__EXERCISE BRIEF__.
Find the line that contains "Task: kindly identify the seated". Output it and every line after it to the end of the records, exactly as they appear.

━━━

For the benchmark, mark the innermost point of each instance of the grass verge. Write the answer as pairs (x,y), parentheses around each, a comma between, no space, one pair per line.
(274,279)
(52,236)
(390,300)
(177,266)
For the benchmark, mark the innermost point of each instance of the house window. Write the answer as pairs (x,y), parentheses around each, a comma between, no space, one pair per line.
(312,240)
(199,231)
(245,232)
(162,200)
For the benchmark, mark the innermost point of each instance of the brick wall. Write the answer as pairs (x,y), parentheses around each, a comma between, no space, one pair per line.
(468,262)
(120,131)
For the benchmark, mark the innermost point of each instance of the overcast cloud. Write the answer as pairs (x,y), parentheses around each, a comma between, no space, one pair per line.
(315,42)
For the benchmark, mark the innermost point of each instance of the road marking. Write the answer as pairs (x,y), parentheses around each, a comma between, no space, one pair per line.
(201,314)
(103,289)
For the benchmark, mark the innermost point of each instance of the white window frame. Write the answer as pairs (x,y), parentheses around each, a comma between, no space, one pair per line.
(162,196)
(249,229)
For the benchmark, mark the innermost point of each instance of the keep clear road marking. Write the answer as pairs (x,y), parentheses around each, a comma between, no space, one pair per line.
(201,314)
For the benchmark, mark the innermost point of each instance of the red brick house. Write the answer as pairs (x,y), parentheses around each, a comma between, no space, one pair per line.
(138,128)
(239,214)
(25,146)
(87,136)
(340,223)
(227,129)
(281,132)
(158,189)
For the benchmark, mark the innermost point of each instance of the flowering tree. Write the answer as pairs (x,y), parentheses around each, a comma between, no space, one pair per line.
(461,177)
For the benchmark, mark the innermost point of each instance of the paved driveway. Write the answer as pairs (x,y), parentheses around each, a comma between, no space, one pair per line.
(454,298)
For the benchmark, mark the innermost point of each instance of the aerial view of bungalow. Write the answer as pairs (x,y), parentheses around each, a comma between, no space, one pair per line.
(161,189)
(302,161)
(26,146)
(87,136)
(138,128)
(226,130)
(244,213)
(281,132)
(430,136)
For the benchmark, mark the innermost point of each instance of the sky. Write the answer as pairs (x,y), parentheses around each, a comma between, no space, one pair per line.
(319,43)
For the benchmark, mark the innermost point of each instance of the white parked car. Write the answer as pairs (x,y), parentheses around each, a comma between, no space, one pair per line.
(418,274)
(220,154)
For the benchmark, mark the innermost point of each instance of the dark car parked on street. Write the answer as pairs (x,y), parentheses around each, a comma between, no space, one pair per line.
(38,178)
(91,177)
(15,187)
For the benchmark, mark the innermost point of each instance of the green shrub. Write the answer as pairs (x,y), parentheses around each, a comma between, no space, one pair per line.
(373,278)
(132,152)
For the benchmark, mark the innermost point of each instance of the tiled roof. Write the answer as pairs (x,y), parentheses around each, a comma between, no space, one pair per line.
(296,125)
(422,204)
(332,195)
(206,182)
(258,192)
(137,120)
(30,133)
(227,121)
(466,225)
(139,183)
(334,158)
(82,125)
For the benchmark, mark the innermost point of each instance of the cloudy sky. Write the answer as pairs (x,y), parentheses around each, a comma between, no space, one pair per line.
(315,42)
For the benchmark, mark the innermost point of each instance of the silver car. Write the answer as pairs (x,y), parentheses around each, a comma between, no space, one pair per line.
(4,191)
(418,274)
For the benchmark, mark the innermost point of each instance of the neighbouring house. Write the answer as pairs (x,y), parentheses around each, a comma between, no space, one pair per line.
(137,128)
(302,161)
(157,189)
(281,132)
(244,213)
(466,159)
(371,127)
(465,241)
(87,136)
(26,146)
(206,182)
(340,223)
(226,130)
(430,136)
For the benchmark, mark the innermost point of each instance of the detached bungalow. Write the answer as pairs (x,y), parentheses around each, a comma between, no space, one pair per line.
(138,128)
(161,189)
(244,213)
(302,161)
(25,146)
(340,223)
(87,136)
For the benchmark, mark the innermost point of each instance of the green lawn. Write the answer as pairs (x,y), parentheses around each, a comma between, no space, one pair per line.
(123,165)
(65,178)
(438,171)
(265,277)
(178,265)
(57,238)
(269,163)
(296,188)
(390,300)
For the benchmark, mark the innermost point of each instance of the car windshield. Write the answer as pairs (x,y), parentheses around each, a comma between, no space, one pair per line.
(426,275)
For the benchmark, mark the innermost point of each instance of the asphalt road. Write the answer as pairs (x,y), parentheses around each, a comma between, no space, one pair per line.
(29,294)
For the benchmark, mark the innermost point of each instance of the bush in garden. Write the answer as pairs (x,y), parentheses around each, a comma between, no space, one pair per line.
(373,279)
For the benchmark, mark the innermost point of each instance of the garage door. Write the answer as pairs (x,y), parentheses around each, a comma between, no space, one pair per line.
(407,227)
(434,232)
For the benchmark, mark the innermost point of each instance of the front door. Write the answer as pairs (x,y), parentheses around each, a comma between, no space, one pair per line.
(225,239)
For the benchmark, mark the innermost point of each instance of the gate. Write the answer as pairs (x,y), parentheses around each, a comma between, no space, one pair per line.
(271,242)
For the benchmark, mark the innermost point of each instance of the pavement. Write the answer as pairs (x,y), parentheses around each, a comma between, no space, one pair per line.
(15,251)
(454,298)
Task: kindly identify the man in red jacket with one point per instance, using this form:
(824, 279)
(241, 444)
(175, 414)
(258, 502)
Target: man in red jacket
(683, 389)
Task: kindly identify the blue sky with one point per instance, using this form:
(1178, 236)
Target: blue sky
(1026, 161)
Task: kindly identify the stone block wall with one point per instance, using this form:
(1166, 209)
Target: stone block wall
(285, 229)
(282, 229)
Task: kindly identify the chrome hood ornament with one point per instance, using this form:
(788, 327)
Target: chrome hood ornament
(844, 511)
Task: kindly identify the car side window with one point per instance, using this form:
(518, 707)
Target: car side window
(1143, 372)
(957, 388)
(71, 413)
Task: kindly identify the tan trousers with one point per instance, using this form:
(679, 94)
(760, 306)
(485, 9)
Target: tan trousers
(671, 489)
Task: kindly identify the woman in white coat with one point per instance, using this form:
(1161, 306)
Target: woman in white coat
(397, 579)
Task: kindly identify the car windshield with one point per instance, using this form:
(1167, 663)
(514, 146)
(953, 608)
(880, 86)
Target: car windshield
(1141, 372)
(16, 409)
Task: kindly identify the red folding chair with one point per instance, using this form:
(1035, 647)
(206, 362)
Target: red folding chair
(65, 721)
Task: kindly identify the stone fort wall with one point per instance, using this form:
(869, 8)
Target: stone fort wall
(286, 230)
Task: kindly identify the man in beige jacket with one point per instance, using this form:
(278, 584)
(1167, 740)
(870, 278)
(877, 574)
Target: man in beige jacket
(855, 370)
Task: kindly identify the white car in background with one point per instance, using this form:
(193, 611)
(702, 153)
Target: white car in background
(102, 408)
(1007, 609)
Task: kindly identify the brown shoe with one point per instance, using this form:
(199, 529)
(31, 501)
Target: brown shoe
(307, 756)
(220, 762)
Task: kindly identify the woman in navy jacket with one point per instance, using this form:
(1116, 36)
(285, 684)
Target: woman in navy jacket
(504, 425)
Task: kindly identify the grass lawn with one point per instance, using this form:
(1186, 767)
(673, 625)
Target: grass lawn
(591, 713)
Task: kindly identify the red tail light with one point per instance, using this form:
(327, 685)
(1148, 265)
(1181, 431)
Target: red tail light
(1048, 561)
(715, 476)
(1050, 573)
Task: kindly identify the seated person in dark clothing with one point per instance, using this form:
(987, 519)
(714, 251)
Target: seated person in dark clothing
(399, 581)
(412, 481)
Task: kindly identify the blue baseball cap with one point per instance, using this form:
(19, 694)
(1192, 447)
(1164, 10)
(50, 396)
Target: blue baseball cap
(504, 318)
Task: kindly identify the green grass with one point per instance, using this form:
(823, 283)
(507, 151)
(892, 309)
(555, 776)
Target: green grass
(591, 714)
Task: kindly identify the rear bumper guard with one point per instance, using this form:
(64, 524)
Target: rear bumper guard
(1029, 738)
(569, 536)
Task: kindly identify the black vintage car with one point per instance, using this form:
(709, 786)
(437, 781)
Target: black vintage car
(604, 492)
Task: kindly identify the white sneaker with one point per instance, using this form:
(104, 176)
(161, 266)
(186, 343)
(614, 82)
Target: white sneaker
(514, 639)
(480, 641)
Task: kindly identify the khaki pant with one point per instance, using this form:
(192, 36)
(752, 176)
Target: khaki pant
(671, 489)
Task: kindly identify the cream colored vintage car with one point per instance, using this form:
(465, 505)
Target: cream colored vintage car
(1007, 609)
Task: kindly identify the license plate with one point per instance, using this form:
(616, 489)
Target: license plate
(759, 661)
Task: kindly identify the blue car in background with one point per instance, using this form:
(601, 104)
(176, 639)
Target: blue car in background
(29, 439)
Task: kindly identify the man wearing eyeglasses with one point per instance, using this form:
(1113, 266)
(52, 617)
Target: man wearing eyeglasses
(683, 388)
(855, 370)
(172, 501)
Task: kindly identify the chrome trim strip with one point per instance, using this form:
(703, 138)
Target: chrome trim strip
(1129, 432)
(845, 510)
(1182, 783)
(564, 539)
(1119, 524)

━━━

__ANSWER TO THE EXERCISE__.
Task: kindly identify the seated person in dark clothing with one point per instance, using this form:
(987, 519)
(714, 251)
Target: seated person in dark clothing
(399, 581)
(412, 481)
Task: kindly identify the blue baseball cap with one point per instance, using this form:
(19, 694)
(1192, 447)
(1164, 10)
(50, 396)
Target: blue baseball cap
(504, 318)
Task: kindly identify the green grass with one point per instance, using this form:
(823, 283)
(507, 151)
(892, 309)
(555, 776)
Target: green grass
(591, 714)
Task: kindly identify the rear bumper guard with one point per instance, using this form:
(64, 524)
Target: rear bumper guard
(1029, 738)
(569, 536)
Task: kindly identify the black vintage car with one point per instance, using this form:
(709, 786)
(437, 781)
Target: black vintage car
(604, 492)
Task: kindly identify the white sneaker with one point per instance, using this form:
(104, 176)
(161, 266)
(186, 343)
(614, 82)
Target: white sneaker
(514, 639)
(480, 641)
Task: kindly identify the khaki pant with one point per instance, using this form:
(192, 36)
(752, 176)
Target: khaki pant
(671, 489)
Task: kindly identify the cream colored vintage car with one point per instance, using this form:
(465, 505)
Target: cream colored vintage car
(1007, 609)
Task: kindly identify the license plate with one point per instance, using this form:
(616, 489)
Target: license plate
(759, 661)
Task: kindly identify the blue car in background with one point per instance, using this form:
(601, 104)
(176, 639)
Target: blue car in background
(29, 439)
Task: kindly identify the man wearing eyeglasses with one point per instance, using this form:
(1113, 266)
(52, 617)
Target: man wearing eyeglasses
(683, 388)
(855, 370)
(172, 501)
Task: kindly identify the chrome trim strip with one point per instance, using this form:
(703, 138)
Target: chrome trim strip
(1129, 432)
(845, 510)
(1182, 783)
(564, 539)
(1119, 524)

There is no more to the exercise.